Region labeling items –
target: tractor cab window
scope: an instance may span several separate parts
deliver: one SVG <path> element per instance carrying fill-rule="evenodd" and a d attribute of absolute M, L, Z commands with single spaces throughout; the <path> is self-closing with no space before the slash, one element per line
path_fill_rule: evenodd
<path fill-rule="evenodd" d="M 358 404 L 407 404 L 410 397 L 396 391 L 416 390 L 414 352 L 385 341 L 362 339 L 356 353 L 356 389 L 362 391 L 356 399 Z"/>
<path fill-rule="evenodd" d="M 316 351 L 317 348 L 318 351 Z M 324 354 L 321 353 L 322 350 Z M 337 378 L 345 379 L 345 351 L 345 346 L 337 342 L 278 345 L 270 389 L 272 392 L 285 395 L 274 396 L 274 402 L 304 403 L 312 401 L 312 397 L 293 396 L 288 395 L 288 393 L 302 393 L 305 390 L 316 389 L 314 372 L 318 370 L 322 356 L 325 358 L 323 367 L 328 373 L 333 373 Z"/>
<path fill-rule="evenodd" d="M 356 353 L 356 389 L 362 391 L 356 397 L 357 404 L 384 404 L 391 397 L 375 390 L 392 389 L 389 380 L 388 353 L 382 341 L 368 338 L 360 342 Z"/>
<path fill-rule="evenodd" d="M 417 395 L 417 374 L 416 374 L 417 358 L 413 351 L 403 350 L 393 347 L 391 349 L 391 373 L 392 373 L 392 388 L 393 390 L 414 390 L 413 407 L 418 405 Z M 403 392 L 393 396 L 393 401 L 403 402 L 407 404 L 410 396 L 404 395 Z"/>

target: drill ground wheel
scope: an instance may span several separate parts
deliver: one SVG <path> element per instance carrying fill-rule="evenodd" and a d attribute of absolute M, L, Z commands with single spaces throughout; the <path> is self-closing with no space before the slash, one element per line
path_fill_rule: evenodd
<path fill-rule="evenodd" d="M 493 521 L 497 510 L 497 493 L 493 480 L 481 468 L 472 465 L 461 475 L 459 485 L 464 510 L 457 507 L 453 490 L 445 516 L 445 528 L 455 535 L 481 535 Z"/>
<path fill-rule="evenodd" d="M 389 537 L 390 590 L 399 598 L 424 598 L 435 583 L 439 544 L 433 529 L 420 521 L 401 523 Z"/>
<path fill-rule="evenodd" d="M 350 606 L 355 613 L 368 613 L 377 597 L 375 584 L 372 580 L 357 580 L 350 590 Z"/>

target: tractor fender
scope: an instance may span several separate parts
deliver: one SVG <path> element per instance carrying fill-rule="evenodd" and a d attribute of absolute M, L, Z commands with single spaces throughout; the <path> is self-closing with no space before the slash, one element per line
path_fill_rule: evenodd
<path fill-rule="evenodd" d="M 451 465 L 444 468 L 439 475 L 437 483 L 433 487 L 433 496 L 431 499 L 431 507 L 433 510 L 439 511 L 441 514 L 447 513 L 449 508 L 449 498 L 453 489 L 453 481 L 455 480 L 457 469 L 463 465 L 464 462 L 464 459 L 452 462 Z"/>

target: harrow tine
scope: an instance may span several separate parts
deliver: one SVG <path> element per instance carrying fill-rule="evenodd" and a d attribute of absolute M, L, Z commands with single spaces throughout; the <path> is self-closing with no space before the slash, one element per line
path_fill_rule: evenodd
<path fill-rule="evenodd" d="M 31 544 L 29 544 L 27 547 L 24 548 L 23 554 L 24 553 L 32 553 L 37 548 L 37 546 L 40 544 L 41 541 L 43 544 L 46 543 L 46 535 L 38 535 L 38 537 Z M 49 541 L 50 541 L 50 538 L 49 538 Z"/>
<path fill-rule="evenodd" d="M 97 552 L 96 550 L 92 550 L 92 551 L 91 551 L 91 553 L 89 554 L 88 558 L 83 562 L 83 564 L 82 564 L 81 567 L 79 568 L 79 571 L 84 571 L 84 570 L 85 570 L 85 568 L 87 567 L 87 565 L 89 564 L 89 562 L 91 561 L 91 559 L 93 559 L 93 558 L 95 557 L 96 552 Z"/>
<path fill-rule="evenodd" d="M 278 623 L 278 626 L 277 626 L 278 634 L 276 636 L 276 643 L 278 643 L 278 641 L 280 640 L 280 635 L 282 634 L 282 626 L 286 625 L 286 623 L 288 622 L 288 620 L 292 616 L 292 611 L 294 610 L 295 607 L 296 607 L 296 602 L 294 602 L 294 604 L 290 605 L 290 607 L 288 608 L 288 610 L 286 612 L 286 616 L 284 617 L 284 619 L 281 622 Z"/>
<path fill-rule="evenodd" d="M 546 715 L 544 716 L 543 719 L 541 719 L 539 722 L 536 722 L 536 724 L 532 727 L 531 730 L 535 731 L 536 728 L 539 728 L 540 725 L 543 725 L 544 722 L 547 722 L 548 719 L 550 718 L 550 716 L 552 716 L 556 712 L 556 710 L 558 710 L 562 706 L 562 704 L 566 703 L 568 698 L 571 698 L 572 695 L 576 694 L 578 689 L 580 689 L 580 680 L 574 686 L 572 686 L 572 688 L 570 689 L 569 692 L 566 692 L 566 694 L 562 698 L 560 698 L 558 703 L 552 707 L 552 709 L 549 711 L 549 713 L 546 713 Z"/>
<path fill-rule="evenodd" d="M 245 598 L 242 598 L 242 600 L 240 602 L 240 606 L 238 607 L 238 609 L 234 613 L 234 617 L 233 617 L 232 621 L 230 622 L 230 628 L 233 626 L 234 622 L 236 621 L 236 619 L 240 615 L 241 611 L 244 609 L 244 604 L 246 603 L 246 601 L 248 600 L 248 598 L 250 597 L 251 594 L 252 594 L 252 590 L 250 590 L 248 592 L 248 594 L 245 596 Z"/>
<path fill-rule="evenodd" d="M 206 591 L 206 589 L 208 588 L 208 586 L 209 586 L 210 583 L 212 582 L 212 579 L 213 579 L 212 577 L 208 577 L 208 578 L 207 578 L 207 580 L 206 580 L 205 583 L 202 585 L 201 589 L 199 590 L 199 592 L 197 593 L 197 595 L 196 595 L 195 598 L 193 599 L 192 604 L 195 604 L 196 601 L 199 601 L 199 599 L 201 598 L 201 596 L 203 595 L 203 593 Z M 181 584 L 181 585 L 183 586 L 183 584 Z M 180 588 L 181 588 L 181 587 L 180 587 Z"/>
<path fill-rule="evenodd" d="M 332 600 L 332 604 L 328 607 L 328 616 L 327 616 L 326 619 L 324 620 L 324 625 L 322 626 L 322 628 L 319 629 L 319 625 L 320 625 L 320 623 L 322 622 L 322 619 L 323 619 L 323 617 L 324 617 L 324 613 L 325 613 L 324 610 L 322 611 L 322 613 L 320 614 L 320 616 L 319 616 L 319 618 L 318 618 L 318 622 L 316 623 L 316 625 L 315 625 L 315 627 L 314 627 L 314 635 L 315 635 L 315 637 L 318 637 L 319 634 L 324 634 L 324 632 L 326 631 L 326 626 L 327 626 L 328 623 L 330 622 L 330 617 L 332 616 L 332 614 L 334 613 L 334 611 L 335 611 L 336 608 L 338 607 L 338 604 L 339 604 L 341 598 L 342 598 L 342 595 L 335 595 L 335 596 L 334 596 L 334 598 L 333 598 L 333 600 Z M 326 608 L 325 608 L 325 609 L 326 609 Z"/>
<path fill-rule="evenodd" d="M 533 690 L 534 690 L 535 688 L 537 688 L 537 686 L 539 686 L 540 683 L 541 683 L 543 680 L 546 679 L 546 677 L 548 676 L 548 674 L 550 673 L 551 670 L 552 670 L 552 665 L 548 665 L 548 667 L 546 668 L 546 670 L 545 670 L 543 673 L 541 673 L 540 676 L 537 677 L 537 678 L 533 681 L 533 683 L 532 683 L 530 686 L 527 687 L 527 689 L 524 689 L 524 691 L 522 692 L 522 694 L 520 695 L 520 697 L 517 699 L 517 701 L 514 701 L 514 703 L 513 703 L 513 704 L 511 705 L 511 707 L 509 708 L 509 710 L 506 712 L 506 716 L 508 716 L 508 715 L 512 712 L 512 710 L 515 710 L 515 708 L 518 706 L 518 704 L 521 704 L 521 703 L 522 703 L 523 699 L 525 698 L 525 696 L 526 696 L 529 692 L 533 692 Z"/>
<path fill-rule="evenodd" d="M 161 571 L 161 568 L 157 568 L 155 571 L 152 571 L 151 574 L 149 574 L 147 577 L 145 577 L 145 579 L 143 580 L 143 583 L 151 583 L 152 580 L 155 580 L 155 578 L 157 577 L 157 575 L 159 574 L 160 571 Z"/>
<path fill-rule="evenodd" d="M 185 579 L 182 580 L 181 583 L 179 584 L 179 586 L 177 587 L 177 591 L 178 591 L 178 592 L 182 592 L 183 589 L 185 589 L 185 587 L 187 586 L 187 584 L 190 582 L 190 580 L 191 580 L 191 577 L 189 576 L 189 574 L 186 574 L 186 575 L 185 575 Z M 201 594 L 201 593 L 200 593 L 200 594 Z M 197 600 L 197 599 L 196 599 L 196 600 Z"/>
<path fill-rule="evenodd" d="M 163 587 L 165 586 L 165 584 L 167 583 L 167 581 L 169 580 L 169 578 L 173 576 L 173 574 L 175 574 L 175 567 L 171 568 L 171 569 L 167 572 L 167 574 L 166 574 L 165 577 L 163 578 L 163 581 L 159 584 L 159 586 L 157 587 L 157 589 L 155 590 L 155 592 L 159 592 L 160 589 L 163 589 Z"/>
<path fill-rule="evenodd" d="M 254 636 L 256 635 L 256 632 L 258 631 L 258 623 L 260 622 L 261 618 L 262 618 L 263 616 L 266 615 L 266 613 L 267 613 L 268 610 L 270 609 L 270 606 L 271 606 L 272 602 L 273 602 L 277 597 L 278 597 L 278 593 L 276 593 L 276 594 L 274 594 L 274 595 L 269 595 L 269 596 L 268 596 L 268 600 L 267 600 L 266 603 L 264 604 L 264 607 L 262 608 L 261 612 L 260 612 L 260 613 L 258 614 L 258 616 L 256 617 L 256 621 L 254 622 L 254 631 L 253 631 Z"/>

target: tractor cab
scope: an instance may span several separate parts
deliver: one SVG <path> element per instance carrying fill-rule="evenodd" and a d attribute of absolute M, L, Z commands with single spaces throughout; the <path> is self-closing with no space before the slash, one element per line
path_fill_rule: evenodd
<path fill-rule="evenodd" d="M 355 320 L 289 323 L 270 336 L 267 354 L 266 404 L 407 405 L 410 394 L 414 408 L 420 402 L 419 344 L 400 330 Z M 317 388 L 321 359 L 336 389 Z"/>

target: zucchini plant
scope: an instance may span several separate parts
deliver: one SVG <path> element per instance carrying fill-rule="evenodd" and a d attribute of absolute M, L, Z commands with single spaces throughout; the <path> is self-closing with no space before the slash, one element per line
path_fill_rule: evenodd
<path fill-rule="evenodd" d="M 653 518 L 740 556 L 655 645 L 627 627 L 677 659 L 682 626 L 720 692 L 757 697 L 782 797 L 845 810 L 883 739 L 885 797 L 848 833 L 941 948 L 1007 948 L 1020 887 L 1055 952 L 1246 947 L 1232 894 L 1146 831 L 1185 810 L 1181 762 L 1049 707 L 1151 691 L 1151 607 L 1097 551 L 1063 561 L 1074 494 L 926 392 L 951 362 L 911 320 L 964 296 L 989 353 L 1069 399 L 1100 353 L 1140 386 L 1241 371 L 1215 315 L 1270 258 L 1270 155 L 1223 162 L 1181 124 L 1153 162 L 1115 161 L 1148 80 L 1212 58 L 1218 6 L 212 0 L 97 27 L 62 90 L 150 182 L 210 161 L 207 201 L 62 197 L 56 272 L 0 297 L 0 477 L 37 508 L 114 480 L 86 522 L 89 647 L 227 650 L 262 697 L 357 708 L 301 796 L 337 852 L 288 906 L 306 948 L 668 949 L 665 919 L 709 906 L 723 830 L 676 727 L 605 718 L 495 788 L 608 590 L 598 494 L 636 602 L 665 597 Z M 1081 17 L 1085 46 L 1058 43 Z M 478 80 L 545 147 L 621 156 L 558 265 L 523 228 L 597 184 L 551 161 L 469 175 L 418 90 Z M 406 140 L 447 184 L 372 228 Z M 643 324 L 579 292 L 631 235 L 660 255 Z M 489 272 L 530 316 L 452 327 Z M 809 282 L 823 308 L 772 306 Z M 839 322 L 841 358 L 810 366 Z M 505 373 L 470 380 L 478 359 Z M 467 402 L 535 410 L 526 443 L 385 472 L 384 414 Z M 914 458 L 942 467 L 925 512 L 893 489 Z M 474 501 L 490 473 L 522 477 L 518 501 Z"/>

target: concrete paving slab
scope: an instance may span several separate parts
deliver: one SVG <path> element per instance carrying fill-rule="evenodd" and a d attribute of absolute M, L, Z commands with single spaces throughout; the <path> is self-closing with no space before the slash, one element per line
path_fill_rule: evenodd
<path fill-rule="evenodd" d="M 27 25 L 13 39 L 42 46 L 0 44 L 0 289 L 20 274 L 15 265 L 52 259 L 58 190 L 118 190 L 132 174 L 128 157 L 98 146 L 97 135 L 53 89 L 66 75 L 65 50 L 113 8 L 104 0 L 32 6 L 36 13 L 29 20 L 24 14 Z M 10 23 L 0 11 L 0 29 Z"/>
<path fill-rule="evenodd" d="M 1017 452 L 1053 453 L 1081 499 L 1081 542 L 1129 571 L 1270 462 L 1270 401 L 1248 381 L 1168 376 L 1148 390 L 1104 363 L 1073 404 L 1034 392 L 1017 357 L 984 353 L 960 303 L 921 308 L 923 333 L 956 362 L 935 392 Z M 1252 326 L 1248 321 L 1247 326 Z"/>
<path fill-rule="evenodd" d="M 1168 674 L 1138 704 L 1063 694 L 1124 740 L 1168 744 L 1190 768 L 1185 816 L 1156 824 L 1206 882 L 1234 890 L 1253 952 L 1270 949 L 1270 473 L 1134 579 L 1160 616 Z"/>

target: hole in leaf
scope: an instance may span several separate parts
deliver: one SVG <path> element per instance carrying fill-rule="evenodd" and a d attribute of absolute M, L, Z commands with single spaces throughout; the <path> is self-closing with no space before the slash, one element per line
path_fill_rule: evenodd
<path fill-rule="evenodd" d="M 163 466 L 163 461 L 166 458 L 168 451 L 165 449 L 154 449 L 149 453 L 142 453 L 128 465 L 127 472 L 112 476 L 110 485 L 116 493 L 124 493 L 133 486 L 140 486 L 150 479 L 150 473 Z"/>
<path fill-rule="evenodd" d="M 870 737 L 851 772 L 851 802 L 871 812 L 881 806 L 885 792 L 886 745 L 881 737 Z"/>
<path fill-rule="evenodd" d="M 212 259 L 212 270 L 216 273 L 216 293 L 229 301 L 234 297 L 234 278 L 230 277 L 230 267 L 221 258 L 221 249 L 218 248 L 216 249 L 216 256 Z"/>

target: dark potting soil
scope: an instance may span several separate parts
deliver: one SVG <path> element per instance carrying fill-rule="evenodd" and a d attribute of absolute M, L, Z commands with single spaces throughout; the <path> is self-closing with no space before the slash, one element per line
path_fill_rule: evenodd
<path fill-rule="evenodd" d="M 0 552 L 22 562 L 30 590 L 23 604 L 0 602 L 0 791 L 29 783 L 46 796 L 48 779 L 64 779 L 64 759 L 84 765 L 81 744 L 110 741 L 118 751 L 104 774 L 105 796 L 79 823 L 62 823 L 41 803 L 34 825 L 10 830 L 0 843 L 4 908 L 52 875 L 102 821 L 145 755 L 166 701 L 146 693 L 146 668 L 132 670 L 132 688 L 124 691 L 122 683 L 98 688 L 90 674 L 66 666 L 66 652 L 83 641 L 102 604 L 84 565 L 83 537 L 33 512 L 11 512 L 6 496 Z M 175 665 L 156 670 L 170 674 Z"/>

Aim of the task –
Starting at the beginning of the records and ending at the line that contains "316 351 L 317", rewrite only those lines, requests included, shifting every coordinate in the answers by adding 13 to it.

Solved exercise –
target: tractor cab window
scope: an instance may span several separate parts
deliver: one SVG <path> element per instance carrying fill-rule="evenodd" and a d attribute of absolute M, L, Z commands with single spaces throughout; the <path> is self-closing with no space before the slash, one element per line
path_fill_rule: evenodd
<path fill-rule="evenodd" d="M 371 417 L 420 417 L 423 410 L 409 404 L 429 403 L 427 365 L 398 354 L 375 352 L 369 366 L 369 402 L 375 404 L 369 412 Z"/>
<path fill-rule="evenodd" d="M 329 364 L 330 361 L 331 364 Z M 337 367 L 334 366 L 335 363 Z M 350 391 L 358 392 L 358 364 L 358 359 L 350 355 L 291 358 L 283 402 L 285 405 L 298 408 L 287 409 L 287 415 L 317 416 L 325 414 L 325 410 L 306 409 L 301 408 L 301 406 L 315 406 L 318 403 L 329 402 L 327 385 L 331 383 L 335 369 L 338 371 L 336 380 L 341 386 L 346 386 Z"/>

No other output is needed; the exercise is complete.